[TASK INSTRUCTIONS]: Format the text lines of the entries below as a JSON list of strings, one string per line, skipping blank lines and leaving out the pictures.

Collected data entries
● ● ●

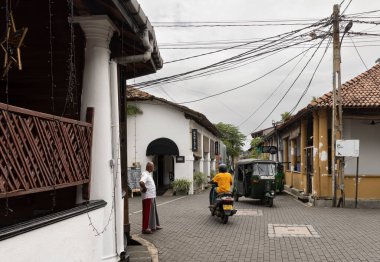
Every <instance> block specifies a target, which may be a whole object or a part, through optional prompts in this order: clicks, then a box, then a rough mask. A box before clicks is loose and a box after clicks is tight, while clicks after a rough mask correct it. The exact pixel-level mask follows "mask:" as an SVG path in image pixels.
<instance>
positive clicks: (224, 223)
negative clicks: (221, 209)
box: [222, 215, 228, 224]
mask: <svg viewBox="0 0 380 262" xmlns="http://www.w3.org/2000/svg"><path fill="white" fill-rule="evenodd" d="M222 222H223V224H227V222H228V216H226V215H223V216H222Z"/></svg>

● ● ●

[RESULT OF THIS TASK]:
[
  "Every <instance> block specifies a target, which may be a whole object or a part, through optional prompts in this order: clicks, then a box, then a rough mask. A box before clicks is loose and a box after clicks is tight, while clicks after a rough mask correct it. The exact pixel-level mask follows \"mask:\" as an SVG path in image pixels.",
  "<instance>",
  "positive clicks: (224, 223)",
  "negative clicks: (221, 209)",
  "box: [222, 215, 228, 224]",
  "mask: <svg viewBox=\"0 0 380 262\" xmlns=\"http://www.w3.org/2000/svg\"><path fill=\"white\" fill-rule=\"evenodd\" d=\"M222 222H223V224H227V222H228V216H226V215H223V216H222Z\"/></svg>"
]